EXERCISE DESCRIPTION: Would you output all the lines below precisely as they stand, leaving each picture out?

DATA SECTION:
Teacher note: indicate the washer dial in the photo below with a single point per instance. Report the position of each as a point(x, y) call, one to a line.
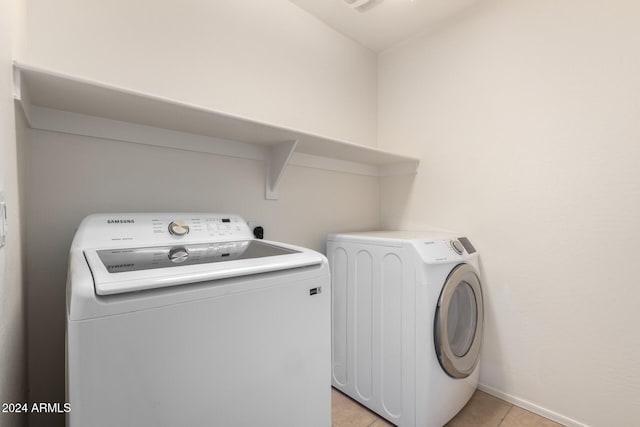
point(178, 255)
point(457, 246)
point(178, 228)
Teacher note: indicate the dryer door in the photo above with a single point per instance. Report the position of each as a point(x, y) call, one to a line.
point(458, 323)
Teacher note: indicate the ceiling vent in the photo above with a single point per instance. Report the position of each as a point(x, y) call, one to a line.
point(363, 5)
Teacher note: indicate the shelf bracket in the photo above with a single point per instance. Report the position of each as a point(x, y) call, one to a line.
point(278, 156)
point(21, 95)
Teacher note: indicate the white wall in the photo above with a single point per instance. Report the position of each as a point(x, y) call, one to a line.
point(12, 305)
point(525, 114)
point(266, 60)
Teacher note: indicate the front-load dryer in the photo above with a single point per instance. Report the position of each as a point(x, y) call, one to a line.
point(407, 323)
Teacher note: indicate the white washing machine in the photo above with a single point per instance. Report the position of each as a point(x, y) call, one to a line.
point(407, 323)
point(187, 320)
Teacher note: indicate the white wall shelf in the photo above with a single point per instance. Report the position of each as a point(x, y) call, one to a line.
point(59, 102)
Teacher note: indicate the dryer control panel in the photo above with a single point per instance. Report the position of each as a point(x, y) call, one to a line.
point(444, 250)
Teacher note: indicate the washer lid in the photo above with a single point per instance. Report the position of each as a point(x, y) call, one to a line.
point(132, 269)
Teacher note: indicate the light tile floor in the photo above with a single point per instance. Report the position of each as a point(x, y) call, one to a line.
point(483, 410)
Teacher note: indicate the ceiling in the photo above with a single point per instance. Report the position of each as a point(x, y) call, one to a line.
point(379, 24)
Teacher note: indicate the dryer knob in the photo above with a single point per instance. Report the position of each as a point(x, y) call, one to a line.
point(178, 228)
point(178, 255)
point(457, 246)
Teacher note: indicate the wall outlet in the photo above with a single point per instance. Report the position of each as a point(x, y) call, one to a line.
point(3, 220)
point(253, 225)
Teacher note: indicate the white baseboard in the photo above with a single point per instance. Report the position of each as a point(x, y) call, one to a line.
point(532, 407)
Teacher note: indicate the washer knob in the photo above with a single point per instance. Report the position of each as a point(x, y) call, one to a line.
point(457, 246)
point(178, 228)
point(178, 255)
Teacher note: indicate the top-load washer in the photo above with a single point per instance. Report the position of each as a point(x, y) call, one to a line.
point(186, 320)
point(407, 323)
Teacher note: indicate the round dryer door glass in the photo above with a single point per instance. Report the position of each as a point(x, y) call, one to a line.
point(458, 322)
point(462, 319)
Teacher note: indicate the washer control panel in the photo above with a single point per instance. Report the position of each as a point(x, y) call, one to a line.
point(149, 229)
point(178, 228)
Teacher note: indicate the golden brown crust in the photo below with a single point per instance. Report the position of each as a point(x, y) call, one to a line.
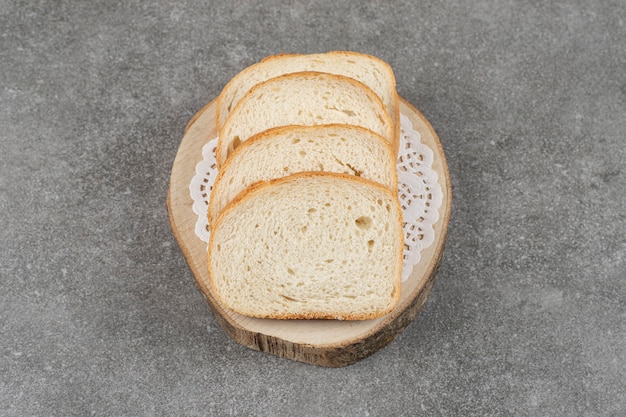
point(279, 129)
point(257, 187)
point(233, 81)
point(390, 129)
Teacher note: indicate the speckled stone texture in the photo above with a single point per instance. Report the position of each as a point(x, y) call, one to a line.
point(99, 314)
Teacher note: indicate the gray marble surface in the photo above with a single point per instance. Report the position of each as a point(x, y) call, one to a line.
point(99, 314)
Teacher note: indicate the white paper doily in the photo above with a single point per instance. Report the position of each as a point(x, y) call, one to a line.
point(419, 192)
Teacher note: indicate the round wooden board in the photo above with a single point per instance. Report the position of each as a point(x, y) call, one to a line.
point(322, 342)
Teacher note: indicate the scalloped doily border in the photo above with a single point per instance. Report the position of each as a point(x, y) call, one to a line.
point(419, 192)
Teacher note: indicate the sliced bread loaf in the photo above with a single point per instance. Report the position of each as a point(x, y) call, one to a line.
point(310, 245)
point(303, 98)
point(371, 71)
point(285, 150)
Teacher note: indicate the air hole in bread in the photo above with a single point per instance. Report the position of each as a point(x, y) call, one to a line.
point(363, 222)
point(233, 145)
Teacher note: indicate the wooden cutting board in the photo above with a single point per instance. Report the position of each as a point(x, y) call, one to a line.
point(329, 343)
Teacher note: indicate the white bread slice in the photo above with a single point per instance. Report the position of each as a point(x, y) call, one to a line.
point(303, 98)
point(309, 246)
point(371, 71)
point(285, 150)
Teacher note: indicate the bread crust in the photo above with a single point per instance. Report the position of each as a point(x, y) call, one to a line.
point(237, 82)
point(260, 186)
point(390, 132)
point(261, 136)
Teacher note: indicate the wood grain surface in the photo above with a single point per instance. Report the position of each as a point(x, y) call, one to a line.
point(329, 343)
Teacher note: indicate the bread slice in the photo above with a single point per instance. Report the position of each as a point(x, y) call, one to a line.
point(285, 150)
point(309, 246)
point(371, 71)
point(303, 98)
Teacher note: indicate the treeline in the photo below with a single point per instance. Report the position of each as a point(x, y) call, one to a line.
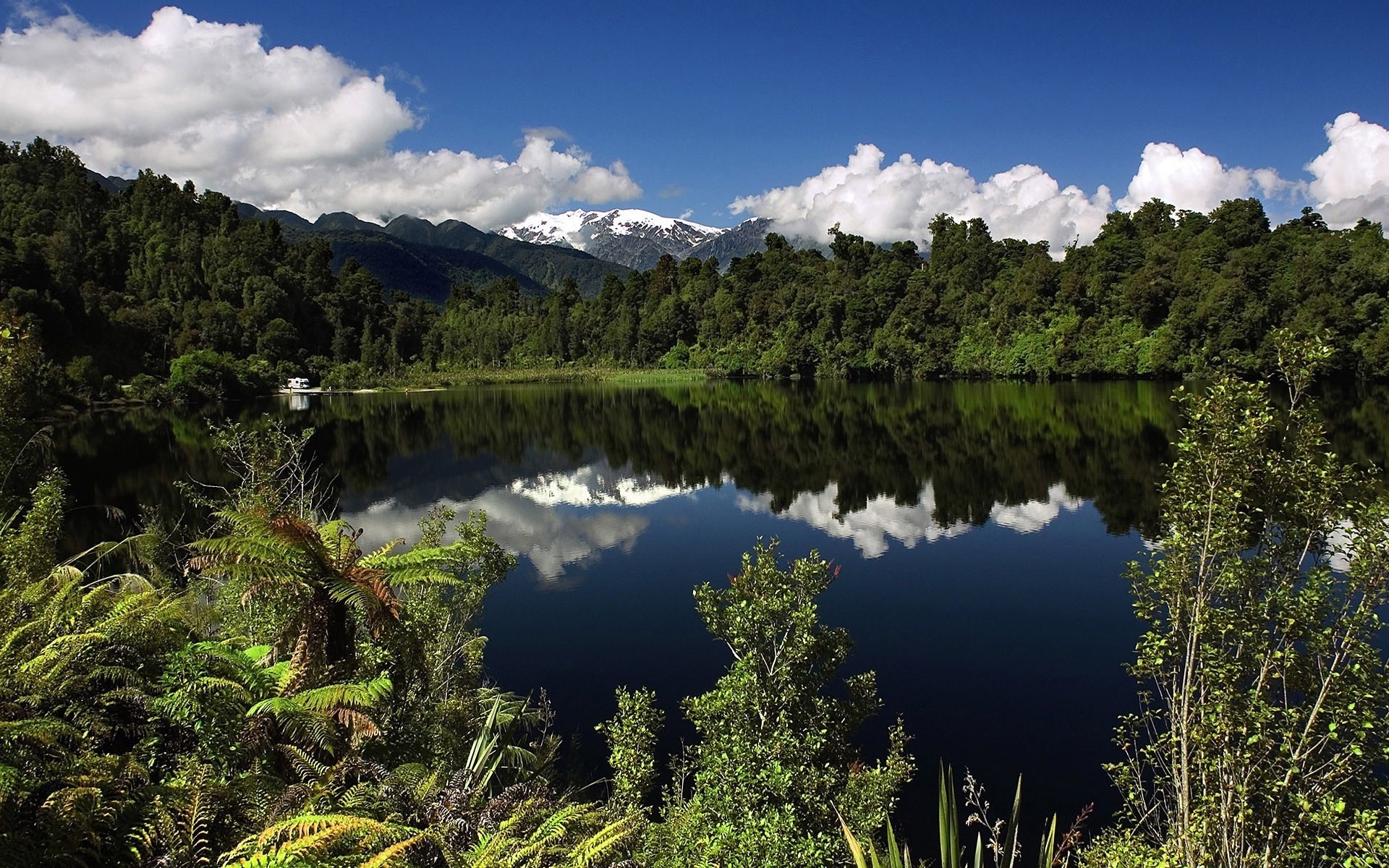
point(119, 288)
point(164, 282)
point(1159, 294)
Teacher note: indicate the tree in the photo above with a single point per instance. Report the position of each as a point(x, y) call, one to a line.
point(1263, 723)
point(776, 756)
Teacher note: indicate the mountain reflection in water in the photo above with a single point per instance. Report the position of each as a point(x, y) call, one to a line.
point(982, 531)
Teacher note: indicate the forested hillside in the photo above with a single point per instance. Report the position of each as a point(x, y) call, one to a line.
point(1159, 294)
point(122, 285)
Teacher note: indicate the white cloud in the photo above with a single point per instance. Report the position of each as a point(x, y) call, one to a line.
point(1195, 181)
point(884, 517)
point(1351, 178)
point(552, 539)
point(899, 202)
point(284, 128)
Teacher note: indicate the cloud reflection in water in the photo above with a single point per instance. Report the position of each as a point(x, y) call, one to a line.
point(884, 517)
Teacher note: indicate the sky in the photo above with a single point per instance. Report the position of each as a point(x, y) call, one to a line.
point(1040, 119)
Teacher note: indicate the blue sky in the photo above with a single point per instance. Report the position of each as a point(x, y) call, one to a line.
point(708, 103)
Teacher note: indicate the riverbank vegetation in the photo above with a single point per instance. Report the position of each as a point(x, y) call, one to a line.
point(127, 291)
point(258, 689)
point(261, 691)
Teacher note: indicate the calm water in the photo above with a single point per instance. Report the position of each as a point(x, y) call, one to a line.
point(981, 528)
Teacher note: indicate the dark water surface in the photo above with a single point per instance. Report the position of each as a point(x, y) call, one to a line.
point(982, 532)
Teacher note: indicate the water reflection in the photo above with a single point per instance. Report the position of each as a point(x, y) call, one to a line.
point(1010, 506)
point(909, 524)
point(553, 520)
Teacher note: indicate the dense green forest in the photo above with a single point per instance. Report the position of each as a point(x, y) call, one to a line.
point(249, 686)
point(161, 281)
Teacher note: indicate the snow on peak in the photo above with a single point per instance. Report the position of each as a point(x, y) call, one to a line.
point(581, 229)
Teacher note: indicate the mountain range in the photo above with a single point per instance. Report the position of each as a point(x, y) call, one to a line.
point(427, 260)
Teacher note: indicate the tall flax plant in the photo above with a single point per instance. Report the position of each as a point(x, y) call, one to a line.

FINISHED EXERCISE:
Teacher note: indicate the washer dial in the photo below with a single point per instance. Report the position of each as a point(x, y) call, one to a line.
point(178, 255)
point(457, 246)
point(178, 228)
Teacher note: indicate the dryer door in the photo above with a single point per instance. Report the position of each as a point(x, y) call, one to a line.
point(458, 323)
Teacher note: indicate the ceiling vent in the photo above with a single point per instance. Report the position of each as a point(x, y) call, one to a line.
point(363, 5)
Teacher note: indicate the shelf bracket in the photo above with a single point per instance. Report the position of each as a point(x, y) call, one to a line.
point(278, 156)
point(21, 95)
Teacher note: indicate the white wall in the photo above with a single point per instance. Report the position of each as a point(x, y) call, one to a line.
point(12, 305)
point(525, 114)
point(266, 60)
Teacher note: indicate the front-load dryer in the photo above with a single point per instance. Report the position of each as a point(x, y) call, one to a line.
point(407, 323)
Teacher note: indicate the white washing machine in the photo above with a single point per instance. Report the position of each as a point(x, y) call, one to a line.
point(407, 323)
point(187, 320)
Teacher note: indicate the white wall shelf in the photo above with a single point per instance. Report the position of each as a point(x, y) call, one to a line.
point(59, 102)
Teacher note: indicate the dryer control panel in the photo above with a single point per instance. Report the position of each as a point(x, y) call, one to a line.
point(444, 250)
Teacher note: indicate the washer lid in the photo above with a single point per instance. Report the position of each as a point(x, y) call, one to a line.
point(132, 269)
Teacher note: indicate the light tile floor in the photo above with a single point per instance. Report the position of each as a point(x, y) call, one to a line.
point(483, 410)
Teacher note: indicate the ceiling in the photo above with a single point per instance. Report the position of each as a point(x, y) call, one to a line.
point(379, 24)
Teacher note: indicate the dryer knob in the photo above with a single point per instance. Report the position of each as a point(x, y) call, one to a line.
point(178, 228)
point(178, 255)
point(457, 246)
Teacher note: indicate the wall outlet in the photo above with a single point per instance. Report the position of each as a point(x, y) call, one to a line.
point(3, 220)
point(253, 225)
Teacher note: indicate the white baseboard in the photo above with a single point per instance. Report the position of each as a point(x, y) call, one to a line.
point(532, 407)
Teacher note: indicate the washer knob in the photo above with a single point per instance. Report the position of each as a point(x, y) call, one to a line.
point(457, 246)
point(178, 228)
point(178, 255)
Teacher note: indicate the top-load washer in the photo above with a single point per instance. Report the position of each as a point(x, y) call, one to a line.
point(186, 320)
point(407, 323)
Teacher note: indicate the round dryer door glass in the photo above with a single point per instance. Report the position of each as a point(x, y) call, one to a line.
point(458, 322)
point(462, 319)
Teacher note: indicate the washer control panel in the photo above with a single point per instance. Report the position of each as a point(x, y) call, one to a line.
point(149, 229)
point(178, 228)
Teacher note: indicate the golden brown crust in the photo below with a single point per instance. Report the position of each as a point(x, y) call, one to a line.
point(279, 129)
point(257, 187)
point(233, 81)
point(390, 129)
Teacher note: indicate the speckled stone texture in the photo above with a single point per instance. Report the position of each as a point(x, y) call, one to a line.
point(99, 314)
Teacher note: indicate the gray marble surface in the photo above with a single point per instance. Report the position of each as a point(x, y) call, one to a line.
point(99, 314)
Teacher note: indicate the white paper doily in the photo above with a single point per instance. Report the position of each as a point(x, y) call, one to a line.
point(419, 192)
Teacher note: indicate the round wooden board in the photo above with a single point per instance. Report the position of each as a point(x, y) call, one to a line.
point(322, 342)
Teacher note: indicate the scalloped doily border in the photo above with a single point per instance. Report the position of each as a point(x, y) call, one to a line.
point(419, 192)
Teacher note: indicate the sliced bread loaf in the photo above with a single point per instance. Report the position of each as a point(x, y) call, one to a line.
point(310, 245)
point(303, 98)
point(371, 71)
point(285, 150)
Teacher note: indicate the air hole in bread in the photo above with a single point per instance. Report the position of each as a point(x, y) call, one to a line.
point(363, 222)
point(233, 145)
Teacher note: indicate the wooden cutting board in the photo above with a single point per instance. Report the position of each as a point(x, y) call, one to a line.
point(329, 343)
Teacher note: indicate the white bread slice in the photo above with a single point per instance. Report the position of each as a point(x, y) call, one to a line.
point(303, 98)
point(309, 246)
point(371, 71)
point(285, 150)
Teacher note: indicate the bread crust in the photo above with a single point per instance. Report the position of each as a point(x, y) call, one to a line.
point(237, 82)
point(260, 186)
point(390, 132)
point(261, 136)
Teacher note: indicate the wood grain surface in the photo above with a single point per instance. Report the position of each as a point(x, y) call, one to a line.
point(329, 343)
Teacher note: indicate the bread slice in the photo above with a single point per instance. Report the position of each as a point(x, y) call, one to a line.
point(285, 150)
point(309, 246)
point(371, 71)
point(303, 98)
Teacher note: indicate the treeline in the photo below with a single point per instance. Report the position of each as a point(x, y) call, one to a line.
point(119, 288)
point(164, 282)
point(1159, 294)
Teacher note: indicate the tree in the photo above with a single point per instance. Report the position of each as a point(x, y) call, one to a line.
point(1263, 723)
point(776, 756)
Teacher note: indicate the mountain reflection in water in the photo above with a single point per instance. Report the position of each as a point(x, y) call, one to a line.
point(982, 531)
Teacher note: indicate the forested hillside in the photo above with a single point per instance. Report the position of each as a point(x, y) call, one to a line.
point(1159, 294)
point(122, 285)
Teacher note: indicate the white cloud in the photo above with a single point per instance. Report the position of each as a point(x, y) call, one to a line.
point(1195, 181)
point(884, 517)
point(1351, 178)
point(552, 539)
point(899, 202)
point(284, 128)
Teacher note: indicate the cloud reflection in water in the photo above with a single point per instance. Report the position of each as a point(x, y) call, one to a line.
point(884, 517)
Teacher note: indicate the sky in the photo above with a single point per instance. Report the position of each as a point(x, y) call, one to a line.
point(1040, 119)
Teacher note: indicate the blue sky in the photo above with a single point per instance. Report the position of each as a point(x, y) call, one to a line.
point(708, 103)
Teacher note: indicate the riverbank vegetation in the photo above with a single point per instance. Report the position of each as a point(x, y) call, one to a line.
point(127, 291)
point(258, 689)
point(261, 691)
Teacher note: indicate the calm water in the photo above with a single point per instance. Report the position of each as a point(x, y) call, one to a line.
point(981, 528)
Teacher note: indicate the dark water surface in the photo above with a single point per instance. Report the position of each as a point(x, y) call, one to a line.
point(982, 532)
Teacher note: indicate the water reflection in the photo above with a single point per instance. Report the position of each as a point(x, y) call, one to a line.
point(1010, 506)
point(909, 524)
point(553, 520)
Teacher note: indicate the dense green forest in the photo above with a single point per instance. Report the position of each as a point(x, y) call, one to a line.
point(249, 686)
point(161, 281)
Teacher note: indicate the snow on peak in the photo above with a single point per instance. Report the position of each as a point(x, y) call, one to a line.
point(581, 229)
Teacher note: indicate the mountain range in the photo above with a single point per instance. Report the position of each as a point(x, y) call, one to a line.
point(427, 260)
Teacher note: indicate the tall flax plant in the photo above with a single point per instance. Report the position of each as a point(x, y) call, one to a line.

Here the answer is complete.